— RECORDED DATA —

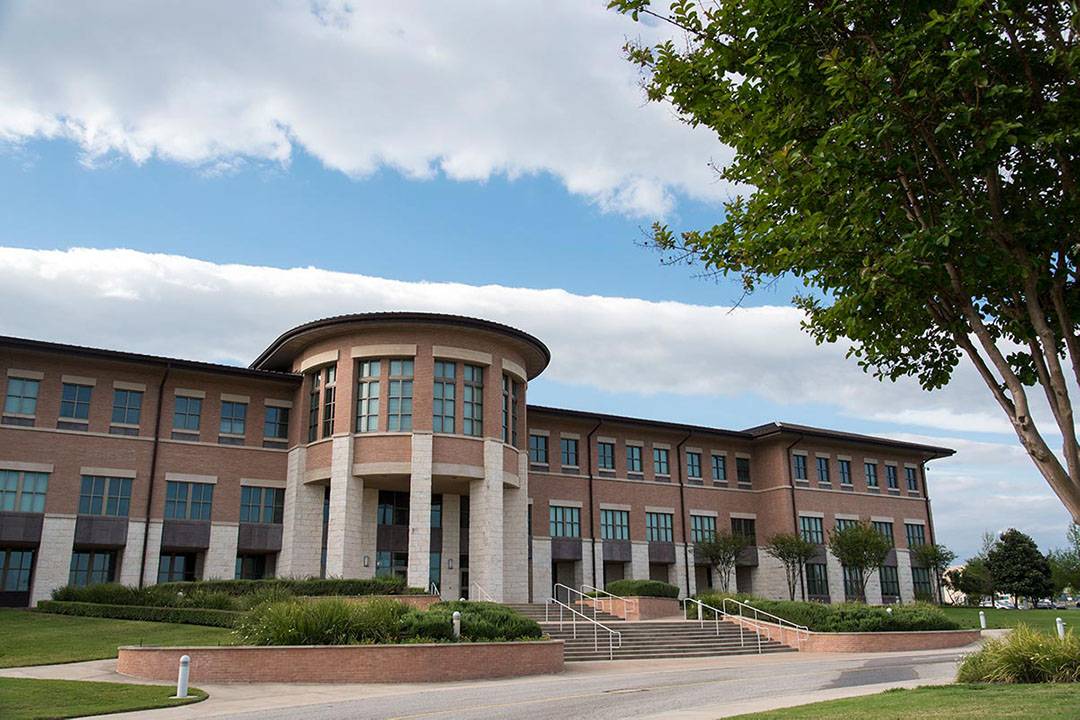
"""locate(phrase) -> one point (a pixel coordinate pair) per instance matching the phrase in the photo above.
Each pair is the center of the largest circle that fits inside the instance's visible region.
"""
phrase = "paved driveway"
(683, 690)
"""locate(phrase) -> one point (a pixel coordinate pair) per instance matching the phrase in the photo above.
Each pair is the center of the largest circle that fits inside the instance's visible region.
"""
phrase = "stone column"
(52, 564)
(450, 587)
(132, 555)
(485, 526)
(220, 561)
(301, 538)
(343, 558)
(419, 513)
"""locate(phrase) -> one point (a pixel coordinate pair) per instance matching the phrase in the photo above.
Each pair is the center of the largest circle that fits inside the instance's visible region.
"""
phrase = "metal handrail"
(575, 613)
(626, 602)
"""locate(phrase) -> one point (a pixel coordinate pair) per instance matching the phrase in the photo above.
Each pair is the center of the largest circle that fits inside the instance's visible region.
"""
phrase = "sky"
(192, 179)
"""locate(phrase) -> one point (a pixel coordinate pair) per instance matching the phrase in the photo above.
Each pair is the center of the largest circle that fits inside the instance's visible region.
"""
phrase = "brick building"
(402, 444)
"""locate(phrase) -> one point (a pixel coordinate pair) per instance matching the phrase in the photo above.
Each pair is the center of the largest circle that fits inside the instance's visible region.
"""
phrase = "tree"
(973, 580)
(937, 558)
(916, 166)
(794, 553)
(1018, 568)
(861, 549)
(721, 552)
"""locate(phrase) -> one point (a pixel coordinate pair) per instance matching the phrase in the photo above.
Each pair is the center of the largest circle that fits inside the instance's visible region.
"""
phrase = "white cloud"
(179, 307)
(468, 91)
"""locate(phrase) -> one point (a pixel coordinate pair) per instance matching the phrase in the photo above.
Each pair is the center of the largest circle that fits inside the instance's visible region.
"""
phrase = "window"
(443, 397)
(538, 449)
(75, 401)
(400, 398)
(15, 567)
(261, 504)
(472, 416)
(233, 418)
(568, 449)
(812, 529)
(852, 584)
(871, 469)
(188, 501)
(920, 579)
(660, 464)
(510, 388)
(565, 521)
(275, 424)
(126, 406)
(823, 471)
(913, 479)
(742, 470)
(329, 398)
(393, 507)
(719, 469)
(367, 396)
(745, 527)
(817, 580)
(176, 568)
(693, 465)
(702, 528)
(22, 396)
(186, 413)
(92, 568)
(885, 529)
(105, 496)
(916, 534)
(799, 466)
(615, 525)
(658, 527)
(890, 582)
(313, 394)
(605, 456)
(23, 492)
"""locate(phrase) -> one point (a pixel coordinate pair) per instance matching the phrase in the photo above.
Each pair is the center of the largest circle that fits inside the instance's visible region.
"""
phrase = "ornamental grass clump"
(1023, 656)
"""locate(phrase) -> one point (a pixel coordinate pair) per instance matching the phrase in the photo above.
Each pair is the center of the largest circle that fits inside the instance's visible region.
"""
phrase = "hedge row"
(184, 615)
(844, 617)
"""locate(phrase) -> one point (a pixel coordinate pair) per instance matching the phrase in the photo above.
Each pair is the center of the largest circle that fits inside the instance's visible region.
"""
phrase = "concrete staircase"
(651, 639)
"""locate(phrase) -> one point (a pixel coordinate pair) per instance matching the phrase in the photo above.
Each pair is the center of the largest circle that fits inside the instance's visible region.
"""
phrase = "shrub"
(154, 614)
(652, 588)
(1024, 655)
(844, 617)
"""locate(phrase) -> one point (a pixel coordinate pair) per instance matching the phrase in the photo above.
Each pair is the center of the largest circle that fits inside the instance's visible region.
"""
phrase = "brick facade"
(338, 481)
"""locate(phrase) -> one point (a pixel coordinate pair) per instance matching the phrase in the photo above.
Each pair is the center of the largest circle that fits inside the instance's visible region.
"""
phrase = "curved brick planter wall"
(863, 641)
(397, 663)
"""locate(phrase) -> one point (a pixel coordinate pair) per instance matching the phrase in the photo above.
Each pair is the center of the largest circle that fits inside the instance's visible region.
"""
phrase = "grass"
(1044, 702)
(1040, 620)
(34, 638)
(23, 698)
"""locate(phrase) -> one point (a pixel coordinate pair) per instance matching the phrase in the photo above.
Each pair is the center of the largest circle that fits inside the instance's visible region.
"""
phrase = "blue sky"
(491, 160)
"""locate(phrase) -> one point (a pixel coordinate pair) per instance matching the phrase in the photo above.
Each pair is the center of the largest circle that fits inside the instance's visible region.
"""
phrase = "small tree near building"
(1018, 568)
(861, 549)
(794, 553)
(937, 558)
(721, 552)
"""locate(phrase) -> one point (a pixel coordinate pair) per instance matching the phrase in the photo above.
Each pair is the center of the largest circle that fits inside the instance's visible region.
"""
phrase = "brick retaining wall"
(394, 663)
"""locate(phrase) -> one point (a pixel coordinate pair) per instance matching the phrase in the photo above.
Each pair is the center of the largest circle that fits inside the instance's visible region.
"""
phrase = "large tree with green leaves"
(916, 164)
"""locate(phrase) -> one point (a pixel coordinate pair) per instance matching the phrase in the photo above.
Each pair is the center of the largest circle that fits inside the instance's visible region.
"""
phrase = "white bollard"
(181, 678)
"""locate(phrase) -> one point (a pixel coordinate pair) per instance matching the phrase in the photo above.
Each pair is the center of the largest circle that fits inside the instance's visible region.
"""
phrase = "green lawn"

— YOUR OBJECTIVE —
Copy each line above precisely, dropping the pictures.

— TASK OUTPUT —
"""locate(phrase) -> one point (a pixel coordinate pair) per instance matching the phrase in the photo above.
Each pair is the center of the largest circle that fits inside the instance's visible region.
"""
phrase = "paved driveway"
(683, 690)
"""locate(phrase) -> one point (a pixel coordinate pair) per instance matching the phrase in the photo above.
Each pair is the center of the largest circle that fits inside the instance's visible region.
"""
phrase = "stone column"
(52, 564)
(450, 587)
(132, 555)
(485, 526)
(220, 561)
(301, 538)
(343, 558)
(419, 513)
"""locate(phrase) -> one point (a pixel coordinate pair) per instance matching the phrase in the photo above.
Each pair is the center of the largest circle that fits inside the instance's visible region.
"""
phrase = "metal handrail"
(575, 613)
(626, 602)
"""locate(phrase) -> one point (a pixel coordinate pair) per instance matching the phrase in the photo above.
Each pair is the center of the largest circle that fits inside the instance's visible region.
"""
phrase = "sky"
(192, 179)
"""locate(phrase) -> one point (a pixel coordinate pair) per instance matching the phrase in the photo above.
Each pair is the center of the largest circle that fits inside the instance's visible region.
"""
phrase = "brick building"
(402, 444)
"""locate(phrase) -> one point (a pixel coordinate pair) per instance matching the phrase in the photo above.
Each pair is the center of the largest circle that fits inside the instance's visible region.
"""
phrase = "tree"
(973, 580)
(937, 558)
(916, 166)
(794, 553)
(1018, 568)
(861, 549)
(721, 552)
"""locate(phrase) -> one point (a pixel coordinate pair) per instance matching the phrase in the photo above.
Each pair is the center of the largest circle that fits inside the instance's visible region.
"""
phrase = "white cloud"
(179, 307)
(468, 91)
"""locate(phrase) -> one point (a pixel coordinate pair) per instance matching the phrase in the photo above.
Each pair is the center of the largest circle that fits inside the instance's visible region.
"""
phrase = "window"
(443, 397)
(538, 449)
(75, 401)
(400, 398)
(15, 567)
(261, 504)
(472, 416)
(233, 418)
(568, 449)
(812, 529)
(852, 584)
(871, 469)
(188, 501)
(920, 579)
(660, 464)
(510, 388)
(565, 521)
(275, 424)
(126, 406)
(823, 471)
(913, 479)
(742, 470)
(329, 398)
(393, 507)
(719, 469)
(367, 396)
(745, 527)
(817, 580)
(176, 568)
(693, 465)
(702, 528)
(22, 396)
(186, 413)
(92, 568)
(885, 529)
(105, 496)
(916, 534)
(799, 466)
(615, 525)
(658, 527)
(890, 582)
(313, 394)
(605, 456)
(23, 492)
"""locate(phrase) -> one point (a pixel coordinate pair) per instance matching the phrase in the photo above.
Each pair is the center of the largest circle that fits inside the instance's visible region.
"""
phrase = "ornamental grass clump"
(1023, 656)
"""locate(phrase) -> one point (a pixel coordinate pair) per instance matching the phrase in the photo above.
Each pair is the center of the largest circle that fits inside the instance's visible region.
"""
phrase = "hedge row"
(184, 615)
(844, 617)
"""locate(phrase) -> one point (a pixel coordinate pair) per instance matching the phrase in the photo above.
Each pair is the center of the largest circle that fits inside the instance's visible region.
"""
phrase = "concrete staircase"
(651, 639)
"""locate(phrase) -> one point (a pixel coordinate pair) per instance matching the phrase in the photo above.
Each pair is the center of the largest circle that fits inside the instance's visible region.
"""
phrase = "shrub"
(154, 614)
(652, 588)
(1024, 655)
(844, 617)
"""locate(phrase) -> one point (a pixel coordinate pair) per instance matching the phrase in the photo above.
Each pair is the center of the largest circle that fits inside the instance's visible region.
"""
phrase = "brick facade"
(338, 481)
"""locate(phrase) -> one point (a pixel coordinate pair) per instance matching the phrase in the photo above.
Each pair is the center of the largest circle that fits inside the instance's visible region.
"""
phrase = "curved brick planter wall"
(863, 641)
(397, 663)
"""locate(phrase) -> one point (a pixel coordinate pair) per instance matching the phrase in the photo above.
Each pair is the center of the largest circle that fits inside the instance's visible region.
"""
phrase = "grass"
(1044, 702)
(1040, 620)
(34, 638)
(23, 698)
"""locate(phrase) -> one point (a pixel coordinate pair) per instance matching the phrase in the photo above.
Each pair is the center of the largest circle that fits inside the instance's visible region.
"""
phrase = "blue sky"
(491, 160)
"""locate(phrase) -> one point (a pixel coordinate pair) per instance matching the phrase in the photo above.
Each pair is the center of the largest circle that fits inside the instance's visible region.
"""
phrase = "small tree near building"
(1018, 568)
(861, 549)
(794, 553)
(937, 558)
(721, 552)
"""locate(phrase) -> one point (a pixel coordinate pair) per instance matching the phrase in the photo above.
Each pair is the center of the largest circle that fits inside the instance's visible region.
"""
phrase = "brick retaining wall"
(394, 663)
"""locate(phrase) -> one point (a pixel coordinate pair) per instance matching the phrase in the photo above.
Each pair is the center of the largest circle that fits inside the instance's visible region.
"""
phrase = "large tree with green leaves"
(916, 164)
"""locate(phrase) -> one point (a pixel coordinate pair) per instance matching the phrase in the photo above.
Each pair is the center of the largest circle that fits inside the instance's visible region.
"""
phrase = "white bollard"
(181, 678)
"""locate(phrase) -> one point (a pixel coordinate pair) per instance matching the phrase in the photo above.
Each pair is the center of the largest circle that fits inside the instance's visible region.
"""
phrase = "green lawn"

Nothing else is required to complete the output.